:: Provided entries ::
>>
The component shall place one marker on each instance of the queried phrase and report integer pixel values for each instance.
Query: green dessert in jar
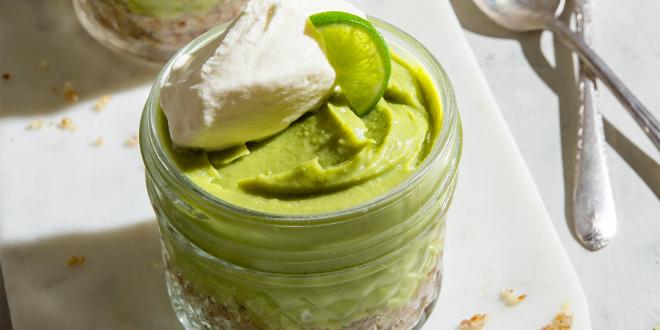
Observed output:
(301, 166)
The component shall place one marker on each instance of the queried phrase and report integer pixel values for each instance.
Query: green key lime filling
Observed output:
(330, 159)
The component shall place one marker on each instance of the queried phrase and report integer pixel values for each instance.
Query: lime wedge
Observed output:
(357, 53)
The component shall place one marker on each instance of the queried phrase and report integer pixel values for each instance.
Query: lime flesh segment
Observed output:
(357, 53)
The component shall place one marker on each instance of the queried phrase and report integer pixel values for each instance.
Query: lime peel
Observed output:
(358, 54)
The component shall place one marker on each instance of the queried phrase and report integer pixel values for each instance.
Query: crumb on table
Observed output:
(102, 102)
(562, 321)
(476, 322)
(75, 261)
(70, 94)
(511, 298)
(35, 125)
(67, 124)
<<
:: Task statement ::
Write the listing out a second time exactly, dropping all images.

:: Answer to the problem ::
The component shall place one marker on each instance of the queried phrase and report integer pixel values for each instance.
Query: green dessert in jar
Observed output:
(301, 166)
The component shall place one marker on each instance of the queried phrase and report integer pixel values for each instance.
Query: green key lime filling
Observed output:
(330, 159)
The component shall place one marker on each instance of the queried phrase and report integer pixel values for each instance.
Query: lime wedge
Observed output:
(357, 53)
The component shall place one marker on each instance of the queried phrase and report integer pixel values for each instance.
Query: lime flesh segment
Observed output:
(357, 53)
The component shall place one marker on each instance of the queried phrase and report integer pixel values for each instance.
Query: lime peel
Observed output:
(358, 54)
The component shall place one marker on each instance of the queried phrase and report integer pixel values for each instance.
Query: crumb on table
Observed output:
(102, 102)
(562, 321)
(476, 322)
(75, 261)
(70, 94)
(511, 298)
(35, 125)
(67, 124)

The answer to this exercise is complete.